### STATED PROBLEM
Return the items below verbatim, from the start of the items through the line containing "column 238, row 50", inclusive.

### MATERIAL FOR THIS EXERCISE
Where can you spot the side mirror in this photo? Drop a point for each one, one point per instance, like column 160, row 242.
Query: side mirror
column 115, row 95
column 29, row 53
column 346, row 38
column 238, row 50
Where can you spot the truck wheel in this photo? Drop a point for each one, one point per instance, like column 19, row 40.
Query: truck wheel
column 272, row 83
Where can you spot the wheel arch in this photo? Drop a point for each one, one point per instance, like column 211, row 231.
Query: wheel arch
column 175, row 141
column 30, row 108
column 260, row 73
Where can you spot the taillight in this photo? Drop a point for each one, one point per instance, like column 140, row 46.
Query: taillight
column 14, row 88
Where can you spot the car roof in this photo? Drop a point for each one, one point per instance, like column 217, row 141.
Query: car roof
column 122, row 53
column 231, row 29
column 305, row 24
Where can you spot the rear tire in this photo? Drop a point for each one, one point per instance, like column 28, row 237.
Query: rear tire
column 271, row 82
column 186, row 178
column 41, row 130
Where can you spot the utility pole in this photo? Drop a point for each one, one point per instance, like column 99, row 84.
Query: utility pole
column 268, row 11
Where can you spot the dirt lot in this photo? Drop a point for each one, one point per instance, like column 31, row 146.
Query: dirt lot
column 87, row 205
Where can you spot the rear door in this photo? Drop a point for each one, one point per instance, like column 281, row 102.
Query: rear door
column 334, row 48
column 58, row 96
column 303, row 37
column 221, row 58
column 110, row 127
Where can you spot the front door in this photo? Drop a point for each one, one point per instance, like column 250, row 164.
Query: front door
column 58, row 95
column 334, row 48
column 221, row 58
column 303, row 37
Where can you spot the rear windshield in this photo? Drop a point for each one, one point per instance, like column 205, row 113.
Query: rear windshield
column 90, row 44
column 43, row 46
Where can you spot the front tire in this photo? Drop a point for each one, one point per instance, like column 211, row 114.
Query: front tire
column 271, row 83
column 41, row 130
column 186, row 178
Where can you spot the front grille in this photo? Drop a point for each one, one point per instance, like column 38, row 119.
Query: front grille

### ANSWER FOR THIS EXERCISE
Where can you spot the side mirror in this photo? Drop a point for each one, one point per instance, like column 160, row 242.
Query: side mirror
column 115, row 95
column 29, row 53
column 346, row 38
column 238, row 50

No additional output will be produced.